What to produce:
Reproduce the data below without any changes, from the line that contains "Question: locate the wooden shingled" through the last line of the data.

Records for this exercise:

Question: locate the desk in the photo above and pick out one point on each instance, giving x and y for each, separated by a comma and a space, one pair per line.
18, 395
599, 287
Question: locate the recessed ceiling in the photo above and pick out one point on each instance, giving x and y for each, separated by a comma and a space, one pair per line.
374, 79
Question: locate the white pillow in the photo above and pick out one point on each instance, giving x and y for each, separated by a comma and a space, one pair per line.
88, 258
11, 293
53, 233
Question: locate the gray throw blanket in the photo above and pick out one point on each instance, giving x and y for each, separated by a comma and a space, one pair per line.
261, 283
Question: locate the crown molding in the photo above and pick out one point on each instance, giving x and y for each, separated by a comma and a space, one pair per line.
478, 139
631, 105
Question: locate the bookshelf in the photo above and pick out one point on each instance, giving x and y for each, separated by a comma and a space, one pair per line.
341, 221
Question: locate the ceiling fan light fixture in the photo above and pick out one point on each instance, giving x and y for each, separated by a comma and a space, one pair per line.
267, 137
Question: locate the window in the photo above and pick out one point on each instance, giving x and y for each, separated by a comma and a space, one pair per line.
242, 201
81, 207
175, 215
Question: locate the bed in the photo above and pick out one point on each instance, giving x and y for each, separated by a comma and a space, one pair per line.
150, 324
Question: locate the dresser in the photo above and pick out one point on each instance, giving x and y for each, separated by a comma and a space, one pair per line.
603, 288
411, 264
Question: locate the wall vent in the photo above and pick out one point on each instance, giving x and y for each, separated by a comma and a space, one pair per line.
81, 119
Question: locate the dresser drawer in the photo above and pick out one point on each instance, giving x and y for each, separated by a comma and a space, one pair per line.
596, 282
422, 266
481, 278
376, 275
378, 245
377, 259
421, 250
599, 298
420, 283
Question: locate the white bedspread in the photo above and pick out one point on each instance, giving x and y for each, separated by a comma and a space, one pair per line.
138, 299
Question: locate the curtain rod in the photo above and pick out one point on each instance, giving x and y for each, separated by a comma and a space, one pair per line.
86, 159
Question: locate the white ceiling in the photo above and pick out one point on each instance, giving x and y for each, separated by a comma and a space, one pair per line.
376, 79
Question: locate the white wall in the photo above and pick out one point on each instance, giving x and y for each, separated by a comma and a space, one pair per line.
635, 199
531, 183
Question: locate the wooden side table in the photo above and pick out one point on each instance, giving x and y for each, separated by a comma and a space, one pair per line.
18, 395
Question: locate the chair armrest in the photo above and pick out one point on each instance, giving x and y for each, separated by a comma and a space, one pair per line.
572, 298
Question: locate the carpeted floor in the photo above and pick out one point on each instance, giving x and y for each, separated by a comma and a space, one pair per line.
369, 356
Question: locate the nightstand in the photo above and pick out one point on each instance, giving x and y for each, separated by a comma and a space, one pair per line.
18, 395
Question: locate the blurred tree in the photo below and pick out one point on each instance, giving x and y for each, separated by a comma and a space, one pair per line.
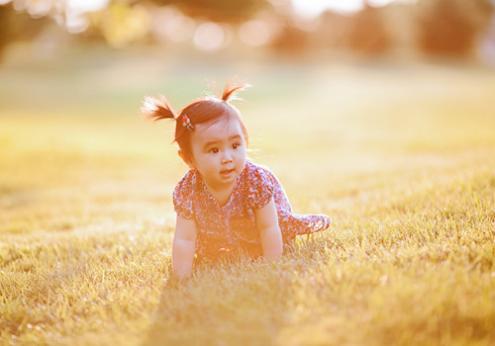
17, 26
451, 27
291, 41
368, 34
223, 11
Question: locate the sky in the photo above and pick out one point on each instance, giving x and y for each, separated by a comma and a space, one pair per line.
312, 8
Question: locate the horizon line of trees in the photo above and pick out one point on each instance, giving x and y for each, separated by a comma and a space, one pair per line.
439, 27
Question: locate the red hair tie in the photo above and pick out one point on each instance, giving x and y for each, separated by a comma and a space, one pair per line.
186, 122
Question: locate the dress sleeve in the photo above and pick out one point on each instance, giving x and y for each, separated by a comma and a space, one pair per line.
182, 197
260, 188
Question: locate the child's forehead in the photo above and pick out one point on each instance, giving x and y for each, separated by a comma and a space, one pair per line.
219, 130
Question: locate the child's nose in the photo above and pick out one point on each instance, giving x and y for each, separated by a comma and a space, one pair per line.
227, 156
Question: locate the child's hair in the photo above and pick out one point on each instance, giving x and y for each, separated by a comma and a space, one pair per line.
200, 111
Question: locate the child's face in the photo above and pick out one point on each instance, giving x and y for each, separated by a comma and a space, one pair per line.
219, 151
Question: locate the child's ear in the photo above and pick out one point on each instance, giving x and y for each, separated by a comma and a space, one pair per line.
185, 159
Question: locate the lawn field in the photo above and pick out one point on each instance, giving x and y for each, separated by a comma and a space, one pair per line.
402, 159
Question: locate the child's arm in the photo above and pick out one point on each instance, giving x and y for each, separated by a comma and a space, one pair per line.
184, 246
271, 236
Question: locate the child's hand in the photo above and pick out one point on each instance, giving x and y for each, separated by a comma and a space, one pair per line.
175, 282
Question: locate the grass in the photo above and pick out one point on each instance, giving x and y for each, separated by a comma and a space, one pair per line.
401, 159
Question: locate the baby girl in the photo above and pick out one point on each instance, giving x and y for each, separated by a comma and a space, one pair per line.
226, 204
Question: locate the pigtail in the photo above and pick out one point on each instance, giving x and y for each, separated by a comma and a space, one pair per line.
157, 108
230, 90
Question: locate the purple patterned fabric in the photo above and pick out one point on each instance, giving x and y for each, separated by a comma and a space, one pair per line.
232, 227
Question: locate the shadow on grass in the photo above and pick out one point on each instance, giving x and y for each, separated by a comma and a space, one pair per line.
245, 302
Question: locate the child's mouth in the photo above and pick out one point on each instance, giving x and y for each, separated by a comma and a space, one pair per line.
227, 172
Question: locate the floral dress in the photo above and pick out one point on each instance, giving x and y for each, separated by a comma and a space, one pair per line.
224, 231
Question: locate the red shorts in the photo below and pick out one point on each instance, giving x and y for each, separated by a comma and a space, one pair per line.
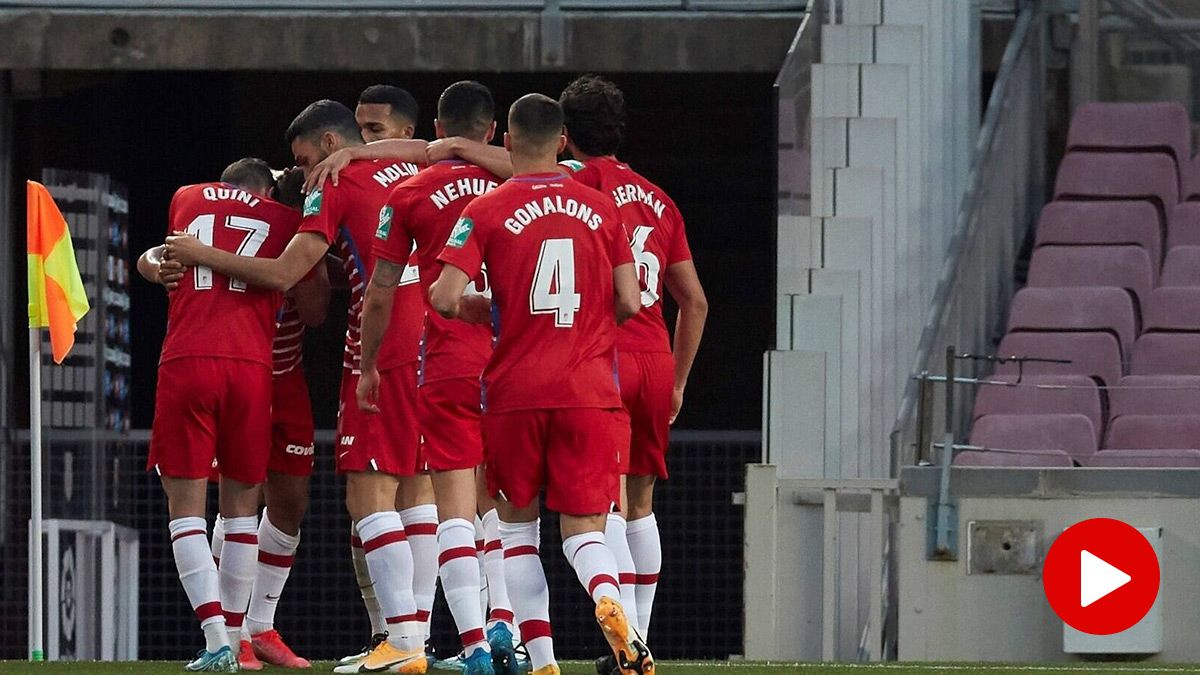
292, 429
387, 442
647, 381
450, 434
211, 411
574, 453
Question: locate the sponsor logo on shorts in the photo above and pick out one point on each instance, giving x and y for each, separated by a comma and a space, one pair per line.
461, 232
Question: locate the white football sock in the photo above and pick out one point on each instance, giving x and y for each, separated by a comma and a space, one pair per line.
647, 550
276, 551
239, 559
366, 586
526, 578
390, 561
198, 574
615, 538
460, 580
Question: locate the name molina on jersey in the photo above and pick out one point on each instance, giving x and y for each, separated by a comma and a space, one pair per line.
549, 205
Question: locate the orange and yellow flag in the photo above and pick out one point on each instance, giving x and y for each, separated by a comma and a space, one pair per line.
57, 298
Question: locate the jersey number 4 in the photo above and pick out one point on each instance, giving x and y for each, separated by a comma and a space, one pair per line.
202, 228
553, 282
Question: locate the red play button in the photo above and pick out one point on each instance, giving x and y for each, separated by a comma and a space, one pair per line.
1101, 577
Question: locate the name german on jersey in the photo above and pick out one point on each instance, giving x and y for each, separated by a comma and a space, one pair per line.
547, 205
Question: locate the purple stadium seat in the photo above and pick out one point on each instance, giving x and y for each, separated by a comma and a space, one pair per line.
1183, 228
1156, 394
1120, 175
1044, 394
1031, 459
1073, 434
1095, 354
1147, 459
1171, 309
1167, 353
1104, 223
1153, 432
1181, 267
1153, 127
1125, 267
1104, 309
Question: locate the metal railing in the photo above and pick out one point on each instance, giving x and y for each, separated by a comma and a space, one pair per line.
1006, 189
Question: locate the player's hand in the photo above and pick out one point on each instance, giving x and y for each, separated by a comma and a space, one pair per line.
676, 402
169, 273
184, 249
442, 149
329, 168
367, 392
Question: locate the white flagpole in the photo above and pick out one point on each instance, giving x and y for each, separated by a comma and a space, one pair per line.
35, 476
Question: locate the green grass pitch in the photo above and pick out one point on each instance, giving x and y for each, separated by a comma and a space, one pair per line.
666, 668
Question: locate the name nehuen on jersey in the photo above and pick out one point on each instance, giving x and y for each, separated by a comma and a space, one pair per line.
629, 193
460, 189
550, 205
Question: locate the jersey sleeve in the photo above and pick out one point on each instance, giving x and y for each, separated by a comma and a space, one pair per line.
465, 248
679, 251
394, 238
322, 213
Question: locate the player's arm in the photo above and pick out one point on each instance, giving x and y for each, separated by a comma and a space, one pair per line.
377, 303
405, 149
683, 284
492, 157
305, 250
155, 269
311, 296
628, 300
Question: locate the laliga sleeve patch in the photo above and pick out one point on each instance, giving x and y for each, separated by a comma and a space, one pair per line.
461, 233
384, 228
312, 203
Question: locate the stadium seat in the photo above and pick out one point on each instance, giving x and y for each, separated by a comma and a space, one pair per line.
1102, 309
1145, 459
1095, 354
1153, 432
1120, 175
1156, 394
1181, 267
1125, 267
1152, 127
1071, 432
1042, 394
1167, 353
1031, 459
1171, 309
1110, 223
1183, 228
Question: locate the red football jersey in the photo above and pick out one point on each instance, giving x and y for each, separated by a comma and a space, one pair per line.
424, 209
657, 231
550, 245
348, 214
211, 315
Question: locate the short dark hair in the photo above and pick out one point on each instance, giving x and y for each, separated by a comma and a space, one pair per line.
466, 108
321, 117
535, 119
594, 109
249, 173
402, 103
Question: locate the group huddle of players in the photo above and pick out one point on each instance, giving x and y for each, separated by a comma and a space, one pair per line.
505, 338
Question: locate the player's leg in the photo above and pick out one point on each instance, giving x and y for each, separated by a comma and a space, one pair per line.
582, 485
451, 449
183, 446
513, 444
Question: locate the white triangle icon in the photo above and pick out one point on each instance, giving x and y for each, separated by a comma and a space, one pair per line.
1097, 578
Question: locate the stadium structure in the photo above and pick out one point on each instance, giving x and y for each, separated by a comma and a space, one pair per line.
952, 254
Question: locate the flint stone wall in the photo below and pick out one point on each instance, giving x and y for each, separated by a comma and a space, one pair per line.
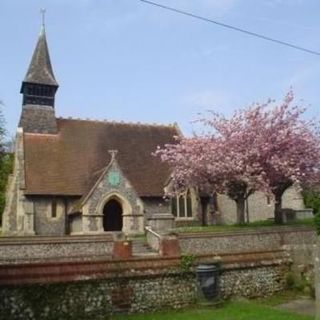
30, 249
260, 239
149, 292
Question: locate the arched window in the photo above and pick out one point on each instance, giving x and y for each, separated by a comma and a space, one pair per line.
181, 205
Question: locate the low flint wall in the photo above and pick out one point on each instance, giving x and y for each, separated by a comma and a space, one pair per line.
94, 290
259, 239
37, 249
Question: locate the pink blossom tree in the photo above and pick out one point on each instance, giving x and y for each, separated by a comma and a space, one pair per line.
259, 148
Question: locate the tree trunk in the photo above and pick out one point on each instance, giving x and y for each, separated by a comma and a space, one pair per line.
240, 210
278, 216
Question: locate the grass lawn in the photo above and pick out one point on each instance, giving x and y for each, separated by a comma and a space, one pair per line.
229, 311
248, 226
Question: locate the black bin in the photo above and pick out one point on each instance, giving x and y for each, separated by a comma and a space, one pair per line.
208, 280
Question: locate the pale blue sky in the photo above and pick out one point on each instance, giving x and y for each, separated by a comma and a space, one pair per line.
125, 60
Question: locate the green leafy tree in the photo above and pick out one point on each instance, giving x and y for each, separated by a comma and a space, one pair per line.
6, 163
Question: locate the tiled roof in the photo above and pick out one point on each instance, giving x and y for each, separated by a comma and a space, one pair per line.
40, 69
70, 162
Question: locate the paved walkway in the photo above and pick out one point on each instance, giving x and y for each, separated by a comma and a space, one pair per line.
302, 306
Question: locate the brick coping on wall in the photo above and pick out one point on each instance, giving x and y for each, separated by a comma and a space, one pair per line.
56, 239
258, 231
55, 272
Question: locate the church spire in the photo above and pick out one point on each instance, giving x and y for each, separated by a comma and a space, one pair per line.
38, 89
39, 85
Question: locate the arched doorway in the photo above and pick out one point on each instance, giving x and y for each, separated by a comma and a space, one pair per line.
112, 216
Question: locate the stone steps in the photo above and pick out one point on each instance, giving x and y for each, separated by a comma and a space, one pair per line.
140, 248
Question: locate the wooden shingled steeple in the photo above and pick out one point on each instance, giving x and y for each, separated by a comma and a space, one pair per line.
38, 89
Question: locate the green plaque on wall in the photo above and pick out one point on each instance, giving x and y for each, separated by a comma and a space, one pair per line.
114, 178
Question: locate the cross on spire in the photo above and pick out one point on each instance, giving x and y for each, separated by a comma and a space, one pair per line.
43, 16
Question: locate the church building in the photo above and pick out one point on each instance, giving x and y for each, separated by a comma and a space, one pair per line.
75, 176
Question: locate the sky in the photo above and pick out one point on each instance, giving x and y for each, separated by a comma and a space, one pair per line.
124, 60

Problem solution:
Question: locate the wooden shingled steeple in the photo above and pick out one point on each instance, giving x and y for each, separated by a comma and a space, one pair per line.
38, 89
Question: locate the green plaque on wall in the photo above and pick out one point on each instance, giving x and y for each, separated by a comma and a space, one pair per line.
114, 178
Question: locate the cross on spire in the photo above and pick out one point on each instance, giving x and y for each, separated by a comma and a space, one pair per line.
43, 16
Question: locate the church building in the photo above and pick out one point on each instance, giving x and y for each, separated by a comma and a space, one pair per line.
75, 176
Question: locate the sky in the photo above and pick out one point on each instance, giving x and y for each, separated by a comma and a space, one pair per line.
124, 60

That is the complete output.